ACTIVITY →
Look through the lines below, find those with the word "wooden", and copy them.

SOURCE DATA →
*** Block opens ***
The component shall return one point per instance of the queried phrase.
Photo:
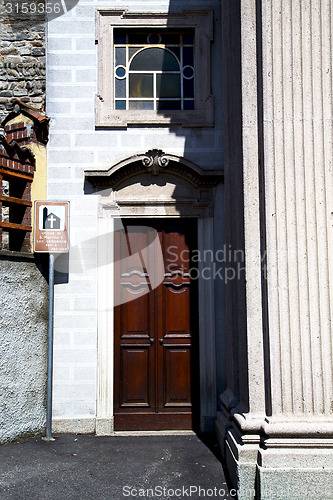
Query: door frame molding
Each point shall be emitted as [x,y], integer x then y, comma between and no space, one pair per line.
[111,208]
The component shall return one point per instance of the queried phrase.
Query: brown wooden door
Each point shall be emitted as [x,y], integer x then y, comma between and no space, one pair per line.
[156,367]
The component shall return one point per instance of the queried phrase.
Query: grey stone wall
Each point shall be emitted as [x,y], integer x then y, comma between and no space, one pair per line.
[22,60]
[23,347]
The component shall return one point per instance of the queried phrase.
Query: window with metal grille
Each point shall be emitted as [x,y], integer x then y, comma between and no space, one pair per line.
[154,70]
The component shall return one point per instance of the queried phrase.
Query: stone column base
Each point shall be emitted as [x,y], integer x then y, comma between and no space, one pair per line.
[277,460]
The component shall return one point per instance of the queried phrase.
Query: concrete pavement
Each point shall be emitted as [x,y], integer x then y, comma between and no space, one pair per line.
[88,467]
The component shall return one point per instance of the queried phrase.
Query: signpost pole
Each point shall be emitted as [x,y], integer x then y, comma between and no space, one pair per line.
[50,350]
[51,235]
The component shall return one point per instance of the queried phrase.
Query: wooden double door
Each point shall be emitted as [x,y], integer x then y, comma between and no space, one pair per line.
[156,379]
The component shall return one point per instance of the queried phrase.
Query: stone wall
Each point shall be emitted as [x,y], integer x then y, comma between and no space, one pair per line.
[23,347]
[22,61]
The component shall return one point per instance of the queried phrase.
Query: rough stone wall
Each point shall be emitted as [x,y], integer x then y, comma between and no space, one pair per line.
[23,348]
[22,60]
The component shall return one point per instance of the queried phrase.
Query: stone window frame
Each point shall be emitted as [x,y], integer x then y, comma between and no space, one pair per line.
[201,21]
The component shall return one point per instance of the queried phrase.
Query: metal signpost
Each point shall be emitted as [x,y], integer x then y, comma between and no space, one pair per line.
[51,235]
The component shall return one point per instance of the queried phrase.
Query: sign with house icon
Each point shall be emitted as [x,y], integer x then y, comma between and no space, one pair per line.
[51,227]
[50,220]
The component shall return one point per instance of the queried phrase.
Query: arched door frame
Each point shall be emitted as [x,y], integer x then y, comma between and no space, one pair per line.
[113,206]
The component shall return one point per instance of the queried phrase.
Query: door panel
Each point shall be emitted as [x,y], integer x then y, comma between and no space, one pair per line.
[156,333]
*** Block closes ***
RESPONSE TO THIS EXERCISE →
Query: brown wooden door
Query: wooden double door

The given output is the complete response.